* _WHAT YOU ARE ASKED TO DO_
Render each line of the records below as a numbered list, skipping blank lines. Leave the pictures out of your answer.
** Begin INFORMATION PROVIDED **
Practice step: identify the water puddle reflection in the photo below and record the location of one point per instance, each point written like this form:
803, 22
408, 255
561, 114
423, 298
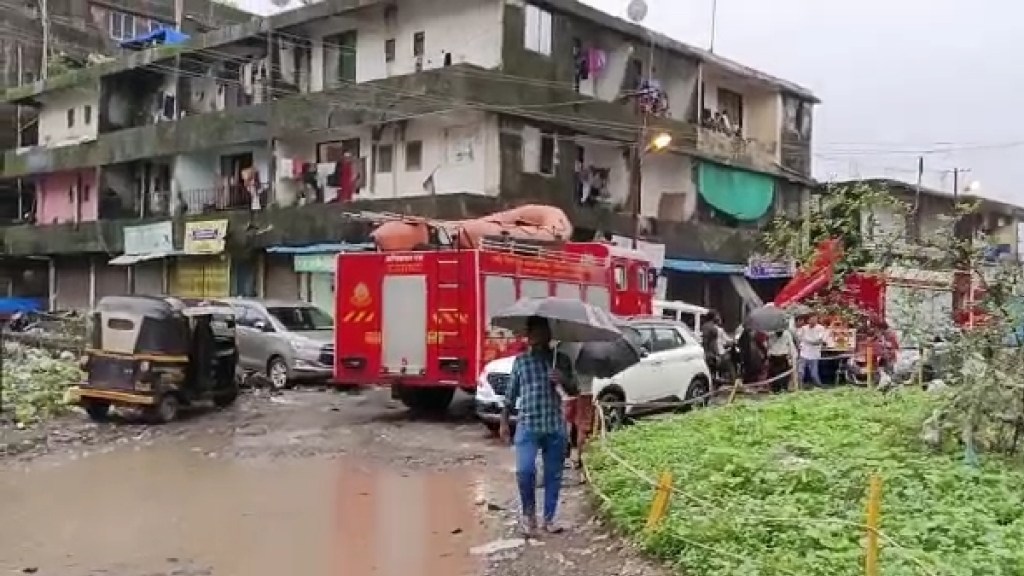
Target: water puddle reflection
132, 509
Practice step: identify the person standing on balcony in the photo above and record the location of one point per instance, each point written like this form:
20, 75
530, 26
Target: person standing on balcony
537, 377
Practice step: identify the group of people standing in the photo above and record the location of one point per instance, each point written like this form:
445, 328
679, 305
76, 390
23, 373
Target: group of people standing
765, 357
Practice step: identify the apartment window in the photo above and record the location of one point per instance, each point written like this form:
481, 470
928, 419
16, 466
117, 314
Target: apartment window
389, 49
339, 60
385, 156
115, 24
537, 36
419, 43
731, 105
547, 154
414, 156
123, 26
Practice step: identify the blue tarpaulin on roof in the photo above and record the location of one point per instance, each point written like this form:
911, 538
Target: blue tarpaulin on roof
321, 248
161, 36
701, 266
14, 304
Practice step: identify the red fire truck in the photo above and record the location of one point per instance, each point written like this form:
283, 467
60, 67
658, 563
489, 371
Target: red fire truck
418, 321
938, 296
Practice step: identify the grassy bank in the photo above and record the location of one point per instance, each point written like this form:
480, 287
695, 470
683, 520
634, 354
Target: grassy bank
779, 487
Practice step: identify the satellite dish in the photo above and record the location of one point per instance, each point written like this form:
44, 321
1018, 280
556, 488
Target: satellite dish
637, 10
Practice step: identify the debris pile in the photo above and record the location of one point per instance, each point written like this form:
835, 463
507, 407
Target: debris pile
35, 382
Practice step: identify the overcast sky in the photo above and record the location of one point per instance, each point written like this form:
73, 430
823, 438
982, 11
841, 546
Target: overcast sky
** End INFORMATION PROVIDED **
* _IN RESPONSE_
1. Practice step: identify the water puddle reflection in the photo below and record the location of one point per instance, each point written like this form:
2. 803, 22
3. 408, 255
4. 561, 114
5. 423, 298
6. Target: water puddle reflection
7. 132, 509
8. Practice step: identify the person standing on balcony in the photo above and record the location of one point per instance, each point written like this form:
9. 20, 75
10. 530, 26
11. Target: person standing on balcony
12. 537, 377
13. Practice step: identify the group of people standing in the photo above and record the location of one point per instance, each point written like this form:
14. 445, 328
15. 679, 305
16. 76, 390
17. 23, 373
18. Target: group of people standing
19. 765, 357
20. Practice step: identify the apartment window in the photo above and record the location of one point per instance, each point written like this form:
21. 481, 470
22. 928, 419
23. 16, 466
24. 117, 314
25. Target: apartment window
26. 389, 49
27. 339, 60
28. 385, 156
29. 115, 24
30. 537, 36
31. 419, 43
32. 731, 105
33. 547, 154
34. 414, 156
35. 123, 26
36. Practice step: identify the blue tarpaulin on roof in the photo above and record the location of one point per instance, each point written like this form:
37. 911, 538
38. Target: blue tarpaulin on roof
39. 321, 248
40. 161, 36
41. 701, 266
42. 14, 304
43. Practice step: identify the red fire truck in the photo above and record the location of one point per instance, each point written like this form:
44. 283, 467
45. 60, 67
46. 658, 563
47. 489, 371
48. Target: red fire truck
49. 418, 321
50. 938, 296
51. Practice step: identify the grassy bank in the photo above and record the location of one point per instance, each point written like this form:
52. 480, 287
53. 695, 470
54. 683, 520
55. 634, 354
56. Target: grassy bank
57. 779, 487
58. Practice step: identify the satellite dish in the photo above and record the location of one point per instance, each point written like this form:
59. 44, 321
60. 1018, 280
61. 556, 488
62. Target: satellite dish
63. 637, 10
64. Practice step: identify the debris pile in the photo above and record the location of one point per instance, each point written like this form:
65. 835, 463
66. 507, 407
67. Target: debris pile
68. 35, 382
69. Practice step: identify the overcast sky in the photo above and record the location of one point per instance, each point written like this form:
70. 73, 430
71. 823, 438
72. 982, 11
73. 841, 546
74. Target: overcast sky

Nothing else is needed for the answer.